▶ _Recorded information_
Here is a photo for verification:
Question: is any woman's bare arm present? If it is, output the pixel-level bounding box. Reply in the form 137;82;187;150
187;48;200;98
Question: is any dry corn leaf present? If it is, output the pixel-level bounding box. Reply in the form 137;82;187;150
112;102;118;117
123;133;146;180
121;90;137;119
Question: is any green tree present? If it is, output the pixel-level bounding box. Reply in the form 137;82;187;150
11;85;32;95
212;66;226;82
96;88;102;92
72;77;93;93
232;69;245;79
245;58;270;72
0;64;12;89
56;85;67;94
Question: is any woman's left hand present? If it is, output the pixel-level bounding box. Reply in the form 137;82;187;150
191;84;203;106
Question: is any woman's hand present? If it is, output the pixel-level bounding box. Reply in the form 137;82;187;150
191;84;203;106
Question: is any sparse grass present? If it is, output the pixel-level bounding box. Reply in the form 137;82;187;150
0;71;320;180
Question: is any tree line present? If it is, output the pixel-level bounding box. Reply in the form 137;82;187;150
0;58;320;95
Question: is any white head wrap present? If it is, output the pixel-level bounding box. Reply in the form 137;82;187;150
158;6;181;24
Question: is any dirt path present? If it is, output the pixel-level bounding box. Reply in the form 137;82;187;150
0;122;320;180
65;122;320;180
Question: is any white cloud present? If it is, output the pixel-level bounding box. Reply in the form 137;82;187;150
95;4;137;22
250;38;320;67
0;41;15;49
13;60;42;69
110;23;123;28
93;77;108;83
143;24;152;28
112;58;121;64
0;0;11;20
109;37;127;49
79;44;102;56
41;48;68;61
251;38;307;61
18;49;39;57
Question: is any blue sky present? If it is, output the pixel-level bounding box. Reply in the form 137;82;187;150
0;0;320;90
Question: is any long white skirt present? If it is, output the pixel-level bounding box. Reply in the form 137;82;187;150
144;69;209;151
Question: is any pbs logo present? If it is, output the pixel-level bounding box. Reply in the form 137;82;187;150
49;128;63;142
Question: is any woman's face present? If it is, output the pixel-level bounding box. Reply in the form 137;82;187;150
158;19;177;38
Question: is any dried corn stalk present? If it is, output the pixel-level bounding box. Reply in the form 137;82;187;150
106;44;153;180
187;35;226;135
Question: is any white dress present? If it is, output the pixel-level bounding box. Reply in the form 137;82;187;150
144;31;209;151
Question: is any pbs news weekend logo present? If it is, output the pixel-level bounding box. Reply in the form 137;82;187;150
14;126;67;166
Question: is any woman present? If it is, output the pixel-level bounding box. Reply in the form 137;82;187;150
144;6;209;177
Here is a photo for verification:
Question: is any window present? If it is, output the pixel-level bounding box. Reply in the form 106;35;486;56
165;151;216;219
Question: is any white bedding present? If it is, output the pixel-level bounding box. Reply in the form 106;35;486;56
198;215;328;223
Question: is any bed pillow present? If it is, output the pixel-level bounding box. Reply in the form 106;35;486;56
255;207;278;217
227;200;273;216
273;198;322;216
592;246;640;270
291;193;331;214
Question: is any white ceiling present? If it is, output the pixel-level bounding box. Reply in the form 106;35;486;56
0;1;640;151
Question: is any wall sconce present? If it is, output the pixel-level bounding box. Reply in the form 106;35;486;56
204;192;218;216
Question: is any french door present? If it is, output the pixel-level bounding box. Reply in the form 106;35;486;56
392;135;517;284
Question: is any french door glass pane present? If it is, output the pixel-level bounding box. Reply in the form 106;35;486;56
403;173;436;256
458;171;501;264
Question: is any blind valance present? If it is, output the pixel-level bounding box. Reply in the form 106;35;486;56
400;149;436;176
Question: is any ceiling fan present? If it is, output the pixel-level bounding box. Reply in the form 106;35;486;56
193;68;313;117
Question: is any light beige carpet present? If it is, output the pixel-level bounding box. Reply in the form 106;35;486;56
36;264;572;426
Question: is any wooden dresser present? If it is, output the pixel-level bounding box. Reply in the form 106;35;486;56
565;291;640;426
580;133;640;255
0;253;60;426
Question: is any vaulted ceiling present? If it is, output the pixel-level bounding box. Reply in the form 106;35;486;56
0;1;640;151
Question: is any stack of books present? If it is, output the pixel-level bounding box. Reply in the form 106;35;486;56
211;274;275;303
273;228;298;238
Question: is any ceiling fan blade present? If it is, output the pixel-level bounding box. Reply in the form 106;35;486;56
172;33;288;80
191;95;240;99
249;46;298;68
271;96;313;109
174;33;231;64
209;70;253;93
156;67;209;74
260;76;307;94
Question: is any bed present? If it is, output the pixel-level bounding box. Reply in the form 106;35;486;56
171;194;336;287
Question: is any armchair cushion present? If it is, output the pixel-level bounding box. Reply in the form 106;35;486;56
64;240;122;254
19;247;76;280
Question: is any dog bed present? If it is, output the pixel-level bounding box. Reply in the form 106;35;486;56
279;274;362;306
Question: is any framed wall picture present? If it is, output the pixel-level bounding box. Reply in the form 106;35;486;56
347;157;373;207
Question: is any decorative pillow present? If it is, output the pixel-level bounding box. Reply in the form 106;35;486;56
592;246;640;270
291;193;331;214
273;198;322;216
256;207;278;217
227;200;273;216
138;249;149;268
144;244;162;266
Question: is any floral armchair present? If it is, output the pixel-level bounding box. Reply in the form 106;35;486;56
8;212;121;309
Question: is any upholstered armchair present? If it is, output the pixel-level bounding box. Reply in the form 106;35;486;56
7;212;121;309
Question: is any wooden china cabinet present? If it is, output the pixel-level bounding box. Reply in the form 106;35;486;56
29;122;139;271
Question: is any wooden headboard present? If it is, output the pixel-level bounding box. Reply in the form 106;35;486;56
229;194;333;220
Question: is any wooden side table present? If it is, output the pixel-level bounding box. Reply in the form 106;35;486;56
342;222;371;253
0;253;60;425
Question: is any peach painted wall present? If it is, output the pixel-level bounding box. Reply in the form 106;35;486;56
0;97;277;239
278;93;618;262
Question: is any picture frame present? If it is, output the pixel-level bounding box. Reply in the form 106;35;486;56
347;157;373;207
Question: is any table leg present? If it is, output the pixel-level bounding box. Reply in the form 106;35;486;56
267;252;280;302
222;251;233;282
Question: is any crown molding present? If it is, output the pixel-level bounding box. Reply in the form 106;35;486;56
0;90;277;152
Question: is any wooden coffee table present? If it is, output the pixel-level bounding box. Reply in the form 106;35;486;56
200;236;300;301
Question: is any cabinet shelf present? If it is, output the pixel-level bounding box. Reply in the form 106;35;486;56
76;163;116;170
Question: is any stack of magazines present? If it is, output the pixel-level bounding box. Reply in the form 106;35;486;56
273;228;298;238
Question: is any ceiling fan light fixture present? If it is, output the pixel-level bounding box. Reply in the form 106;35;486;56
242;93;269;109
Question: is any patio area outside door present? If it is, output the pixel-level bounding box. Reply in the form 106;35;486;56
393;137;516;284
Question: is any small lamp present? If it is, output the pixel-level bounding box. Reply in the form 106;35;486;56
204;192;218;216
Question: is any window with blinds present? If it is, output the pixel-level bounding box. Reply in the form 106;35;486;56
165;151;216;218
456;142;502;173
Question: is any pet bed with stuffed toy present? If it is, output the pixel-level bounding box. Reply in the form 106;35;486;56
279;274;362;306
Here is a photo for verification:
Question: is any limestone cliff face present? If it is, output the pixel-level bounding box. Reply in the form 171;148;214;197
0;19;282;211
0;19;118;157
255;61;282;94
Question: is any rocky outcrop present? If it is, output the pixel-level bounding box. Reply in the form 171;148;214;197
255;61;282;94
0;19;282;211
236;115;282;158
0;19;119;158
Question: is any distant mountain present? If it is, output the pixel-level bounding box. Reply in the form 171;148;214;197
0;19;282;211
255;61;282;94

▶ _Problem requirements_
Pull every line of the records above out word for word, keeping the original order.

▶ _Solution for this exercise_
Here is a photo for verification:
Question: is any woman's bare arm present? If it is, output the pixel-level bounding box. Reply in the form 137;82;187;150
187;48;200;98
Question: is any dry corn leaf present? If it is, output the pixel-level bounding box. Reply in the form 137;82;187;150
112;102;118;117
123;133;146;180
121;90;137;119
Question: is any green tree present? If it is, output the pixel-level bounding box. Reply in the form 137;82;187;150
11;85;32;95
212;66;226;82
96;88;102;92
72;77;93;93
232;69;245;79
245;58;270;72
0;64;12;89
56;85;67;94
Question: is any woman's left hand present? If it is, output the pixel-level bounding box. Reply in the form 137;82;187;150
191;84;203;106
Question: is any woman's hand present? If it is, output the pixel-level bounding box. Reply in the form 137;82;187;150
191;84;203;106
Question: is any sparse grass present? If it is, output the pixel-level bounding box. Reply in the form 137;82;187;150
0;71;320;180
Question: is any tree line present? If it is, output the pixel-level bounding box. Reply in the form 137;82;187;150
0;58;320;95
Question: is any white head wrap present? If it is, output the pixel-level bounding box. Reply in the form 137;82;187;150
158;6;181;24
Question: is any dirt path present? If it is, output the pixel-level bounding box. Reply in the form 137;82;187;150
0;122;320;180
65;122;320;180
Question: is any white cloud present? If it is, output the pixel-level bounding box. Reply in the form 137;82;187;150
95;4;137;22
250;38;320;67
0;41;15;49
13;60;42;69
110;23;123;28
93;77;108;83
143;24;152;28
112;58;121;64
0;0;11;20
109;37;127;49
79;44;102;56
41;48;68;61
251;38;307;61
18;49;39;57
Question: is any blue sky present? If it is, output the pixel-level bounding box. Reply in the form 137;82;187;150
0;0;320;90
Question: is any long white skirt present? If it is, output the pixel-level bounding box. Reply in the form 137;82;187;150
144;69;209;151
Question: is any pbs logo present? If it is, output the pixel-level bounding box. Reply in the form 137;82;187;150
49;128;63;142
Question: is any woman's face present? If it is, output the pixel-level bounding box. Reply in the form 137;82;187;150
158;19;177;38
Question: is any dried corn stalk present? If it is, output the pixel-level bounding box. Reply in the form 137;82;187;150
106;44;153;180
187;35;226;135
Question: is any white dress present? If it is, output the pixel-level bounding box. Reply in the form 137;82;187;150
144;31;209;151
Question: is any pbs news weekend logo present? If it is, output the pixel-level bounding box. Reply in the form 137;82;187;150
14;126;67;166
Question: is any woman present? If it is, output the pixel-level bounding box. Reply in the form 137;82;187;150
144;6;209;177
Here is a photo for verification:
Question: is any window present? If it is, output the pixel-level bounding box. Reply in the form 106;35;486;56
165;151;216;219
Question: is any white bedding present? If it is, output the pixel-level bounding box. Reply in the form 106;35;486;56
198;215;328;223
Question: is any bed pillow present? If it is, output the pixel-level bounding box. Reply in the form 106;35;486;56
255;207;278;217
227;200;273;216
273;198;322;216
592;246;640;270
291;193;331;214
Question: is any white ceiling present? If it is, output the pixel-level bounding box. Reply in the form 106;35;486;56
0;1;640;151
Question: is any wall sconce present? If it is, output the pixel-level bounding box. Reply in the form 106;35;486;56
204;192;218;216
Question: is any french door present? If it is, output the pixel-level bounding box. Reply in the form 106;35;486;56
392;135;517;284
Question: is any french door glass pane present? If it is, output the pixel-level bounding box. Reply in the form 106;35;486;56
403;173;436;256
458;171;501;264
Question: is any blind valance present? If it is, output the pixel-level bounding box. Reply in the form 106;35;486;56
400;149;436;176
Question: is any ceiling fan present? If it is, output the pixel-level bounding box. Reply in the form 106;35;486;56
193;68;313;117
Question: is any light beige carpet present? If it is, output the pixel-level bounding box. Reply in the form 106;35;486;56
36;264;572;426
Question: is any wooden dresser present? If it is, output the pixel-level bounding box. Reply in the form 106;35;486;56
565;291;640;426
580;133;640;255
0;253;60;426
Question: is any vaulted ceiling present? If it is, output the pixel-level bounding box. Reply in the form 106;35;486;56
0;1;640;151
Question: is any stack of books present? If it is, output the pixel-level bounding box. Reply in the form 106;35;486;56
211;274;275;303
273;228;298;238
Question: is any ceiling fan blade present? If it is, output the pixel-level bounding box. Reply in the form 106;35;486;56
172;33;288;80
191;95;240;99
249;46;298;68
271;96;313;109
174;33;231;64
209;70;253;93
156;67;209;74
260;76;307;94
Question: is any bed present? If it is, output the pixel-level bounding box. Reply in the form 106;35;486;56
171;194;336;287
Question: is any armchair cushion present? If it is, output the pixel-level bounding box. Reply in the form 106;35;486;56
64;240;122;254
19;247;76;280
Question: is any dog bed present? If it is, output the pixel-level bounding box. Reply in the form 106;35;486;56
279;274;362;306
Question: is any framed wall picture present? If it is, output the pixel-level bounding box. Reply in the form 106;35;486;56
347;157;373;207
Question: is any decorative pillow present? If it is, output the pixel-level bounding box. Reply in the form 106;35;486;56
592;246;640;270
291;193;331;214
273;198;322;216
256;207;278;217
227;200;273;216
138;249;149;268
144;244;162;266
Question: is any floral armchair present? If it is, output the pixel-level bounding box. Reply in the form 106;35;486;56
8;212;121;309
Question: is any upholstered armchair present? If it is, output the pixel-level bounding box. Reply in the form 106;35;486;56
7;212;121;309
Question: is any wooden china cabinet present? If it is, output the pixel-level bounding box. Reply in the form 106;35;486;56
29;122;139;271
Question: is any wooden headboard present? If it is, output the pixel-level bounding box. Reply in the form 106;35;486;56
229;194;333;220
Question: is any wooden side table present? If it is, output the pixel-level bounding box. Reply in the form 106;35;486;56
342;222;371;253
0;253;60;425
Question: is any peach painted wall present? If it is, output the pixel-level bounding box. Reply in the form 106;35;486;56
0;97;277;239
278;93;618;262
Question: is any picture frame present? If it is, output the pixel-level bounding box. Reply in the form 106;35;486;56
347;157;373;207
Question: is any table leg present? If it is, output the pixel-level bounding box. Reply in the form 106;35;486;56
267;252;280;302
222;251;233;282
Question: is any crown molding present? If it is, output the pixel-level bounding box. Reply in the form 106;35;486;56
0;90;277;152
Question: is any wooden coffee table present? If it is, output the pixel-level bounding box. Reply in the form 106;35;486;56
200;236;300;301
Question: is any cabinet shelf present? If it is, output the pixel-level bounding box. Reply in the form 106;35;486;56
76;163;116;170
Question: is any stack of magazines present? If it is, output the pixel-level bounding box. Reply in the form 106;35;486;56
273;228;298;238
Question: is any ceiling fan light fixture present? If it is, output the pixel-level bounding box. Reply in the form 106;35;486;56
242;93;269;109
Question: is any patio area outside door present? If it is, output the pixel-level bounding box. Reply in the form 106;35;486;56
393;137;516;284
Question: is any small lamp present? If it is, output the pixel-level bounding box. Reply in the form 106;35;486;56
204;192;218;216
Question: is any window with blinds present? If it is, output the pixel-level bounding box. Reply in the form 106;35;486;56
165;151;216;218
456;142;502;173
Question: is any pet bed with stuffed toy present? If it is, output the pixel-level bounding box. Reply in the form 106;35;486;56
279;274;362;306
Here is a photo for verification:
Question: is any limestone cliff face present? If it is, output the pixel-level bounding box. Reply in the form 171;148;214;197
0;19;282;211
0;19;118;157
255;61;282;94
Question: is any rocky outcrop present? If it is, output the pixel-level bounding box. Reply in the form 171;148;214;197
255;61;282;94
0;19;282;211
236;115;282;158
0;19;119;158
Question: is any distant mountain present? If it is, output the pixel-level bounding box. Reply in the form 171;148;214;197
0;19;282;211
255;61;282;94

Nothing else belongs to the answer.